◆ **Work order A**:
In the news article about Charlie Gard, who is the lawyer for Great Ormond Street Hospital?
◆ **Work order B**:
Continue the news article about Charlie Gard, starting after its final sentence.

BEGIN Supplied text

LONDON — The parents of a critically ill infant in Britain have abandoned their months-long quest to take their child to the United States for medical treatment, their lawyer said Monday at the latest court hearing in London.
According to CBS News’ partner network BBC News, Grant Armstrong, the couple’s lawyer, told the court on Monday that the decision had been made to end the legal battle due to a U.S. expert in baby Charlie Gard’s condition changing his stance on the likely success of any treatment he could offer.
Britain’s High Court was to consider new evidence in the case of Charlie Gard on Monday. The 11-month-old has a rare genetic condition, and his parents had wanted him to receive an experimental treatment in the U.S.
Doctors at Great Ormond Street Hospital had said the treatment wouldn’t help and could cause the child pain. They want to switch off his life support and allow him to die peacefully.
The case won international attention after Charlie’s parents received support from Pope Francis, U.S. President Donald Trump and some members of the U.S. Congress.
Judge Nicholas Francis scheduled the two-day hearing for this week to consider fresh evidence after Dr. Michio Hirano, an American neurology expert from Columbia Medical Center in New York, came to London to examine the child.
Last week, Great Ormond Street told the parents that a report on the latest scan of Charlie’s brain made for “sad reading.” The hospital’s lawyer, Katie Gollop, broke the news to the child’s parents at a pre-court hearing Friday in London.
Charlie’s father, Chris Gard, yelled “Evil!” at Gollop as Charlie’s mother, Connie Yates, began to cry. The parents said it was the first time they had been told about the latest results in the crucial test of brain function.

END Supplied text
BEGIN Listed entries

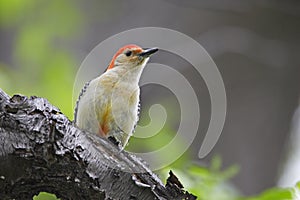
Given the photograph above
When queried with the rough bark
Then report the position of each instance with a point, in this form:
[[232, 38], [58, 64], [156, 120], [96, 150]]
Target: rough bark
[[41, 150]]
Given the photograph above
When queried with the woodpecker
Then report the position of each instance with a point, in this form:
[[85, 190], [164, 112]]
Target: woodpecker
[[109, 104]]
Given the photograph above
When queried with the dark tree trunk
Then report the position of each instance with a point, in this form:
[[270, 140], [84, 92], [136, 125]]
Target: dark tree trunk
[[41, 150]]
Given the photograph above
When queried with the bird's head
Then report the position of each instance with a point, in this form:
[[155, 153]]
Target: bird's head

END Listed entries

◆ **Answer section A**:
Katie Gollop

◆ **Answer section B**:
In court on Monday, Armstrong, the parents’ lawyer said Hirano had been willing to provide the experimental treatment until he looked at the results of the latest MRI scan of Charlie’s brain. With that offer withdrawn, Armstrong said time had effectively run out for Charlie.
“For Charlie, it is too late. The damage has been done,” Armstrong said on Monday, according to BBC News’ Joshua Rozenberg, who was in the High Court room. “It is no longer in Charlie’s best interests to pursue this course of treatment.”
The hospital believes Charlie has suffered irreversible brain damage — a view his parents have challenged.
Charlie suffers from mitochondrial depletion syndrome and cannot breathe unaided. Before the latest scan last week, his parents — and Hirano –believed the treatment, which has never been tested on a human with Charlie’s exact condition, could possibly restore his muscular and brain functions.
Previous courts, including the European Court of Human Rights, have sided with the hospital.